■ DATA SHOWN:
★ ★ ★ ★ ★ ★ ★

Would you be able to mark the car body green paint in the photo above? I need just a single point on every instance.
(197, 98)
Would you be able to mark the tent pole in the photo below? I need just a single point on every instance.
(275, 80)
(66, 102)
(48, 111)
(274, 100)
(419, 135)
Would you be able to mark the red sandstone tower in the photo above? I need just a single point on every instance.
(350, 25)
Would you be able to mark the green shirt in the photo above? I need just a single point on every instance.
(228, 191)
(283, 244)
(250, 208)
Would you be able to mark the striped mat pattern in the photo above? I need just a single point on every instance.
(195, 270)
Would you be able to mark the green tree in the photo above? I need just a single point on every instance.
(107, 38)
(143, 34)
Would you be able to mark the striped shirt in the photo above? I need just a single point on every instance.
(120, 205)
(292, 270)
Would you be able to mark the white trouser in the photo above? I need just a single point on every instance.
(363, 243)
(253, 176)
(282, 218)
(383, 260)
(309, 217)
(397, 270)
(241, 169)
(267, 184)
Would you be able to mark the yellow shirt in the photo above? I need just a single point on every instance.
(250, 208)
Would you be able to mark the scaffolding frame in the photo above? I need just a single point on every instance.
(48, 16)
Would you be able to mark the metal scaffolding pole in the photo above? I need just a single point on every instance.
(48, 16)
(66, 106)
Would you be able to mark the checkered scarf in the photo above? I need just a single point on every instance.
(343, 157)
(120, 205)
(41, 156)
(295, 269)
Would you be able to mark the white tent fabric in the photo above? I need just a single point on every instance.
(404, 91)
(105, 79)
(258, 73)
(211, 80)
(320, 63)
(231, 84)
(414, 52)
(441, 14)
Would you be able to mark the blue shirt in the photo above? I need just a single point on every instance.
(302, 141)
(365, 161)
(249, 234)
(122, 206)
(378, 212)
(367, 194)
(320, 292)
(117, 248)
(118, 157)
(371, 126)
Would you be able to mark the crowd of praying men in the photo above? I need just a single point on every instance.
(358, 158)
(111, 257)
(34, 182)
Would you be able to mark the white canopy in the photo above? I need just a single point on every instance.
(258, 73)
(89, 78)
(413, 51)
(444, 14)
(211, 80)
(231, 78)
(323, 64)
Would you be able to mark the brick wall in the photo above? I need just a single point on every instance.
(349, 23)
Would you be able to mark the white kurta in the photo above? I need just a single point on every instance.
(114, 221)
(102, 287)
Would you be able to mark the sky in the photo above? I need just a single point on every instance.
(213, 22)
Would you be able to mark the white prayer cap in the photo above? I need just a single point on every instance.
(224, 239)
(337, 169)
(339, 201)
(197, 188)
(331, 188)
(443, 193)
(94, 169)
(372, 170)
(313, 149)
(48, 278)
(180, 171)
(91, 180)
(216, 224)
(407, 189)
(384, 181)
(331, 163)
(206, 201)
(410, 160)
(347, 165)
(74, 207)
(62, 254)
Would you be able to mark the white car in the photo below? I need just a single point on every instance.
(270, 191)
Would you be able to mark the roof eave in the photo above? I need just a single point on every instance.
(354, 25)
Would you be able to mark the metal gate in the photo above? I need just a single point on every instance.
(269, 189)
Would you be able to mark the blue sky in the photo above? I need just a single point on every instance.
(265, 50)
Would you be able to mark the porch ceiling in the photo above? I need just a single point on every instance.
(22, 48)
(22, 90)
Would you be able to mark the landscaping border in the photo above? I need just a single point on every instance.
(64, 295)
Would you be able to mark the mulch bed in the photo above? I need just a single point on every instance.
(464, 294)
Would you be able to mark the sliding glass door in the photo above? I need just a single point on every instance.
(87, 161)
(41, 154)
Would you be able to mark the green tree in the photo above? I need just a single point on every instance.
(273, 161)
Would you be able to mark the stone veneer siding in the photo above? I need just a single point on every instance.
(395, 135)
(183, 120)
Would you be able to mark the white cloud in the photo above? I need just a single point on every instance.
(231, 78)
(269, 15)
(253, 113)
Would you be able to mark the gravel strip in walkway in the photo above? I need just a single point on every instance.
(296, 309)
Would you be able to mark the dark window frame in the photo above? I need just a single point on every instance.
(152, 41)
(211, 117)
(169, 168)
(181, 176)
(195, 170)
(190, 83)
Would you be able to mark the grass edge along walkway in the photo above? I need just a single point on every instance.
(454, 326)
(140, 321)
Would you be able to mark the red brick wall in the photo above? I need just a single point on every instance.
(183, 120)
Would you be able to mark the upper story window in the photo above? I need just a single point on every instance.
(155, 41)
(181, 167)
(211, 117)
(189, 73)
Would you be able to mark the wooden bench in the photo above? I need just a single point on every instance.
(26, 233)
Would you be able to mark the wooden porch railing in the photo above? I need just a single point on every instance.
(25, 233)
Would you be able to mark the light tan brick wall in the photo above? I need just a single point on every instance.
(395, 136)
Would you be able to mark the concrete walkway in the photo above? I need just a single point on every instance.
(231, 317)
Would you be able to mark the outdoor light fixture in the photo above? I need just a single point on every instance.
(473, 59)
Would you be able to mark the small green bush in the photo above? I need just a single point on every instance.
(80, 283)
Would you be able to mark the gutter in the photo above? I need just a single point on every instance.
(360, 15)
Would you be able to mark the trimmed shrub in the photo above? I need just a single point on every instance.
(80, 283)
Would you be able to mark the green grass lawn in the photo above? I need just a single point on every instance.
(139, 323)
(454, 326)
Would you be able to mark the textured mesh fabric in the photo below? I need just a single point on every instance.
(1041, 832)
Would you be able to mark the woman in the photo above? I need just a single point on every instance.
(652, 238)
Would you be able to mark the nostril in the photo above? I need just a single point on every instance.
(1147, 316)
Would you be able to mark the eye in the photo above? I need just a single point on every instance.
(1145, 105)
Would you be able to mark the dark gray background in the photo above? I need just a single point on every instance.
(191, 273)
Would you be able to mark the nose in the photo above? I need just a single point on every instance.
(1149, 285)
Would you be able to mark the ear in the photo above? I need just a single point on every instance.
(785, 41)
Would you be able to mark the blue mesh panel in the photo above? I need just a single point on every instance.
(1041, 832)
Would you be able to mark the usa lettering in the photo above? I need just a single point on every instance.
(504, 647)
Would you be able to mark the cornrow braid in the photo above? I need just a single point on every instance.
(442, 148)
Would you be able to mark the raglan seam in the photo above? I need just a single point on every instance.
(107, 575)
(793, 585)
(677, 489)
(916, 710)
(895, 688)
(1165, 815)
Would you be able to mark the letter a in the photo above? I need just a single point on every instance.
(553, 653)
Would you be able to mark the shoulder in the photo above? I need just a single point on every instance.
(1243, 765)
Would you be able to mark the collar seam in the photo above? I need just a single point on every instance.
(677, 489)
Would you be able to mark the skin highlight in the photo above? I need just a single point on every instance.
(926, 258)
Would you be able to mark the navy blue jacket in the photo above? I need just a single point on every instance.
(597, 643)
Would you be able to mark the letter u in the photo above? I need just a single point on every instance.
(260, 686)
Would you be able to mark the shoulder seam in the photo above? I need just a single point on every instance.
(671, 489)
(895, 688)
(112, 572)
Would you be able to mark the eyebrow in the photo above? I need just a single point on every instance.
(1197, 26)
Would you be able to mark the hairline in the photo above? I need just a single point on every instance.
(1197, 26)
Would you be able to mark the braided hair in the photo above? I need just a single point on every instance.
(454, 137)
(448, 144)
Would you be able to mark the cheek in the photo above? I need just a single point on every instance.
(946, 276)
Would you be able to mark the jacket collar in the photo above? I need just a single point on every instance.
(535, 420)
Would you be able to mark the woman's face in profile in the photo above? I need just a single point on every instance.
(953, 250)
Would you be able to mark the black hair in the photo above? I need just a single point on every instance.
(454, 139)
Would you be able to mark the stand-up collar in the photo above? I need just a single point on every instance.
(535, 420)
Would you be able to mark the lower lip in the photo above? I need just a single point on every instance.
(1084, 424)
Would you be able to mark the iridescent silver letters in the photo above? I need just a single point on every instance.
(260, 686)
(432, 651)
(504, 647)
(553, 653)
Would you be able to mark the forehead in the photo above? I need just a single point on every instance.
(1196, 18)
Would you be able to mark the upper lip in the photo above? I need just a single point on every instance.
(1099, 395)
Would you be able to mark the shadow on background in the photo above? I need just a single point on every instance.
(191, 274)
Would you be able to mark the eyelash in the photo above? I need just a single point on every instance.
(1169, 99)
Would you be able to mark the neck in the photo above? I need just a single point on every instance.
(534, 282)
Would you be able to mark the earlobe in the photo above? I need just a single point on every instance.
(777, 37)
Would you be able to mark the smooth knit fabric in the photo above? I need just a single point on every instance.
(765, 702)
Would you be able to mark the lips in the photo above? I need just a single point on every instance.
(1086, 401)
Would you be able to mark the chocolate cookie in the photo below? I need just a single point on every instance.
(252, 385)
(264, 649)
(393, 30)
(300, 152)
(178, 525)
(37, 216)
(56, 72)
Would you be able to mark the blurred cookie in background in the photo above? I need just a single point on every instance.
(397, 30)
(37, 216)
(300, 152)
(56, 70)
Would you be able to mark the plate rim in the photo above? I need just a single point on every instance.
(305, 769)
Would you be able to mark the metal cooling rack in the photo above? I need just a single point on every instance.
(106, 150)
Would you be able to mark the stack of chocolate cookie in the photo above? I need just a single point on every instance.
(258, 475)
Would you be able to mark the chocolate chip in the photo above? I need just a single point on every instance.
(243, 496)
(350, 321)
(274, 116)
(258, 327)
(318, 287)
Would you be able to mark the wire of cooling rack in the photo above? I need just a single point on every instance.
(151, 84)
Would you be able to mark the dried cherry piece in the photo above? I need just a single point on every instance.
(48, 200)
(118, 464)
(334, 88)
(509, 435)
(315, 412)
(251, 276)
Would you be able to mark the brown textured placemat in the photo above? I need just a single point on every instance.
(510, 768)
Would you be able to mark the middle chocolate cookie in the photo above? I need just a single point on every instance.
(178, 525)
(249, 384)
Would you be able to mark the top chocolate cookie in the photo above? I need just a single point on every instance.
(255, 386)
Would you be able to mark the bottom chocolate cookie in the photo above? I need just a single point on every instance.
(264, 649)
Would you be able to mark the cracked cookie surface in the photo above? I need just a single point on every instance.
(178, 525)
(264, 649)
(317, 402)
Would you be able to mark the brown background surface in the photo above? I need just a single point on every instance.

★ ★ ★ ★ ★ ★ ★

■ DIRECTIONS FOR THIS TASK:
Return the lines in the records above from the line containing "Would you be able to mark the woman in" through the line containing "(1147, 316)", without any changes.

■ RESPONSE TO THIS TASK:
Would you be able to mark the woman in the photo above? I need just a single point on every instance.
(652, 238)
Would you be able to mark the nostril in the photo above? I need just a single point on every instance.
(1147, 316)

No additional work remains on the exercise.